(Part of a data file)
*****

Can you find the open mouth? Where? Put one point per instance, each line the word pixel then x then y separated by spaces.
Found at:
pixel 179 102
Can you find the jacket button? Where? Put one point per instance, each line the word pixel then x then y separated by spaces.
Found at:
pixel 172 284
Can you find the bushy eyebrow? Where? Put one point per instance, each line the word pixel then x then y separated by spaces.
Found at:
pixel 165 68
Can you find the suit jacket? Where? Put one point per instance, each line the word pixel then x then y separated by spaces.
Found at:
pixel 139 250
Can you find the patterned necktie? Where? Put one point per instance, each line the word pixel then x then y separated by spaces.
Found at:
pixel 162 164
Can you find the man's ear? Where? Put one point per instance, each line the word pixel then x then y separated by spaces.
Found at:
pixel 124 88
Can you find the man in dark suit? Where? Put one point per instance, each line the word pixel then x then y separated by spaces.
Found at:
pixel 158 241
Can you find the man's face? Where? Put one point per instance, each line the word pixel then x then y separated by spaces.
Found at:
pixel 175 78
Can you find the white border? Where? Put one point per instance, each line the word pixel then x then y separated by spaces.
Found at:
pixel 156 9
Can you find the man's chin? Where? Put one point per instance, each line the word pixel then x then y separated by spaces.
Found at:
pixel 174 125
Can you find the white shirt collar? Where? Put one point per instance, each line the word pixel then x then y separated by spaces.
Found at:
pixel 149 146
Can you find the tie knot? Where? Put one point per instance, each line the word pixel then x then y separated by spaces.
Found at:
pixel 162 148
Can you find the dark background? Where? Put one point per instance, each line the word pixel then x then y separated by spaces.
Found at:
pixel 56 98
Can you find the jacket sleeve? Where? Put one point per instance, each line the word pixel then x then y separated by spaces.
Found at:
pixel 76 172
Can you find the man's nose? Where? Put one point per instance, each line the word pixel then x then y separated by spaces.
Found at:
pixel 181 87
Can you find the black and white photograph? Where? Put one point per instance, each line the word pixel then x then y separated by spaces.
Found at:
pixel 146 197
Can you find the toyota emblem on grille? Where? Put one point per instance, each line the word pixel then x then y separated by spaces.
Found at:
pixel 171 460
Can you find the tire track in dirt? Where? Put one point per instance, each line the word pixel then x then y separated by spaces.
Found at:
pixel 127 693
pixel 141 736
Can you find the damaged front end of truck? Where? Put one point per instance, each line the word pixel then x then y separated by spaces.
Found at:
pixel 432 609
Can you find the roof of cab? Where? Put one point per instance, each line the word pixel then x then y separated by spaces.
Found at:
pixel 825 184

*****

SET EXERCISE:
All records above must be set down exactly, please.

TASK SOLUTION:
Can you find the open mouth? Where? Put one point per instance, each line the word pixel then x then y separated by spaces.
Found at:
pixel 179 102
Can you find the jacket button? Where? Put one point per instance, each line the word pixel then x then y separated by spaces.
Found at:
pixel 172 284
Can you find the bushy eyebrow? Where? Put one point per instance, each line the word pixel then x then y separated by spaces.
Found at:
pixel 165 68
Can you find the suit jacket? Where? Put one point per instance, each line the word pixel then x then y separated by spaces.
Found at:
pixel 139 250
Can you find the patterned necktie? Where? Put one point per instance, each line the word pixel then x then y separated by spaces.
Found at:
pixel 162 164
Can you find the man's ear? Where? Put one point per instance, each line the word pixel then x then y separated by spaces.
Found at:
pixel 124 88
Can you find the man in dark suit? Where? Put one point per instance, each line the word pixel then x then y separated by spaces.
Found at:
pixel 158 241
Can you find the man's face? Where? Put one point per instance, each line the word pixel then x then y separated by spaces.
Found at:
pixel 175 78
Can you find the white border? Where? Put one point per instance, each line the word pixel then x then y separated by spaces.
Found at:
pixel 156 9
Can you find the man's chin? Where? Put one point per instance, each line the word pixel then x then y separated by spaces.
Found at:
pixel 174 125
Can you find the white shirt collar? Where? Put one point per instance, each line the word pixel then x then y separated by spaces.
Found at:
pixel 149 146
Can you find the tie knot? Where? Put one point per instance, each line the word pixel then x then y separated by spaces.
Found at:
pixel 162 148
Can you find the dark background? Where? Put one point per instance, each line the word pixel then x then y separated by spaces.
Found at:
pixel 56 98
Can you find the jacket sleeve? Where? Put one point per instance, each line the word pixel then x then y separated by spaces.
Found at:
pixel 76 172
Can you find the man's nose? Where? Put one point per instance, each line the word pixel then x then y separated by spaces.
Found at:
pixel 181 87
Can you find the black and white photograph? Where? Put one point per instance, each line the word pixel then x then y separated by spaces.
Found at:
pixel 146 197
Can you find the toyota emblem on grille? Where? Put one point per instance, each line the word pixel then x then y separated by spaces.
Found at:
pixel 171 460
Can you find the tire track in dirt? Where? Put one point per instance, each line the word pixel then x then y separated by spaces.
Found at:
pixel 127 693
pixel 141 736
Can you find the damaged front end of truck? Where? Put one point per instance, each line the word pixel then x then y separated by spaces.
Found at:
pixel 432 609
Can you find the roof of cab? Where? Put one point per instance, each line the word pixel then x then y separated by spaces.
Found at:
pixel 825 184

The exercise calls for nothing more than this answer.